## What is required:
In your copy, repeat the records exactly and leave out the pictures.

## Entries supplied:
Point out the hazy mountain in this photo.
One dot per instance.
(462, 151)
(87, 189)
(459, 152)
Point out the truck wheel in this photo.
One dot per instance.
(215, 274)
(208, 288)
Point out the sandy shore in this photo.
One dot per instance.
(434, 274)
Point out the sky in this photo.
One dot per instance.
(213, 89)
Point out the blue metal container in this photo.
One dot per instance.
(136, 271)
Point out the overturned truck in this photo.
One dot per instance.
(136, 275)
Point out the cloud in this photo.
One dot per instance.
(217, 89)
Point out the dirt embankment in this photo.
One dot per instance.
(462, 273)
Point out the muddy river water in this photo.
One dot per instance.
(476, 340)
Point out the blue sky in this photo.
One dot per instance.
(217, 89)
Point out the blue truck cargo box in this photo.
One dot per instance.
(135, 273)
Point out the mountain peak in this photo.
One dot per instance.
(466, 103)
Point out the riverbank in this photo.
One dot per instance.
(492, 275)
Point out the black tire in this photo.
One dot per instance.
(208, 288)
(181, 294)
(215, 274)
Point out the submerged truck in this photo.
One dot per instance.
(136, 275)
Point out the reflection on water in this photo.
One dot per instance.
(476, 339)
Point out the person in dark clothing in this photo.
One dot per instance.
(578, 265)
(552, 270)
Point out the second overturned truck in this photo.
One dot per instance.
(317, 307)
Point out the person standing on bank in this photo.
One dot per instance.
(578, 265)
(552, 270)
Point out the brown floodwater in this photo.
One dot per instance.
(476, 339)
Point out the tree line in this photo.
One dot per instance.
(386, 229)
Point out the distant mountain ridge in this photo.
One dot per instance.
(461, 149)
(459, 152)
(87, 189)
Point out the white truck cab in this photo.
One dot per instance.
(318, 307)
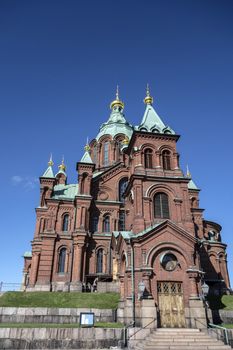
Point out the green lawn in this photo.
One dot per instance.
(223, 302)
(60, 299)
(58, 325)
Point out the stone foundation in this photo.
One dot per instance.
(60, 338)
(52, 315)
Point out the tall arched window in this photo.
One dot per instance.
(95, 221)
(106, 153)
(95, 154)
(99, 265)
(122, 220)
(82, 185)
(122, 187)
(161, 207)
(65, 224)
(62, 260)
(106, 224)
(166, 159)
(148, 158)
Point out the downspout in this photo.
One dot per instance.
(132, 282)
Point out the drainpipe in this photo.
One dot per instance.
(132, 282)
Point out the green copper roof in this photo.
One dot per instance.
(27, 255)
(61, 172)
(65, 191)
(48, 172)
(192, 185)
(151, 122)
(116, 124)
(86, 158)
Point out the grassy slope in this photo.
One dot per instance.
(63, 300)
(60, 325)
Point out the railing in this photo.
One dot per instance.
(7, 287)
(126, 339)
(226, 339)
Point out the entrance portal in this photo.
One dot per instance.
(171, 304)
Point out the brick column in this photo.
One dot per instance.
(76, 269)
(34, 268)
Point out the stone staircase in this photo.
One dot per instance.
(180, 339)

## Task solution:
Point out the hazy mountain in this photo.
One dot per instance.
(462, 151)
(87, 189)
(459, 152)
Point out the truck wheel in this photo.
One dot per instance.
(215, 274)
(208, 288)
Point out the sandy shore in this photo.
One dot per instance.
(434, 274)
Point out the sky in this photo.
One dot per instance.
(213, 89)
Point out the blue metal container in this photo.
One dot per instance.
(136, 271)
Point out the overturned truck in this photo.
One dot per instance.
(136, 275)
Point out the cloud in this photo.
One dot per instance.
(217, 89)
Point out the dirt embankment in this photo.
One dot per instance.
(462, 273)
Point out the muddy river water in this photo.
One dot per instance.
(476, 340)
Point out the blue sky in this photo.
One dot per instance.
(217, 89)
Point out the blue truck cargo box in this photo.
One dot per instance.
(135, 273)
Point out the mountain peak in this photo.
One dot per instance.
(466, 103)
Point out the riverbank in this photo.
One dot per instance.
(492, 275)
Point out the black tire in this photo.
One dot per instance.
(208, 288)
(181, 294)
(215, 274)
Point out the submerged truck in this photo.
One dot per instance.
(136, 275)
Point out the reflection on water in this photo.
One dot per instance.
(476, 339)
Point out the person in dark clothing in this photo.
One dot per instance.
(578, 265)
(552, 270)
Point out the second overturned truck in this photo.
One dot per instance.
(317, 307)
Point out the person standing on bank in this photo.
One dot per instance.
(578, 265)
(552, 270)
Point out the brown floodwater in this photo.
One dot per instance.
(476, 339)
Point out the tree line in this photo.
One dot per instance.
(386, 229)
Point out the distant mountain ridge in this photo.
One dot per instance.
(461, 149)
(459, 152)
(87, 189)
Point out the white truck cab in this photo.
One dot per instance.
(318, 307)
Point out the green lawn in this photo.
One dot per instance.
(223, 302)
(60, 299)
(58, 325)
Point out the stone foundation in this photo.
One dot per instance.
(60, 338)
(52, 315)
Point out the tall arched window in this photo.
One dot per instance.
(95, 221)
(106, 153)
(95, 154)
(99, 265)
(122, 220)
(82, 185)
(122, 187)
(161, 207)
(65, 224)
(62, 260)
(106, 224)
(166, 159)
(148, 158)
Point out the downspout in this photo.
One dot per instance.
(132, 282)
Point out the drainpipe in this photo.
One dot per instance.
(132, 282)
Point out the green copper roof in this photo.
One dot per instance.
(27, 255)
(61, 172)
(65, 191)
(48, 172)
(192, 185)
(151, 122)
(116, 124)
(86, 158)
Point out the grassy slope in this photo.
One dot per instance.
(63, 300)
(60, 325)
Point out the railing in this photo.
One dot per instance.
(7, 287)
(126, 339)
(226, 339)
Point out the entrance portal in this photo.
One dot per instance.
(171, 304)
Point out the brick column in this photo.
One dot per instance.
(76, 269)
(34, 268)
Point out the stone staircase in this photo.
One dot per instance.
(180, 339)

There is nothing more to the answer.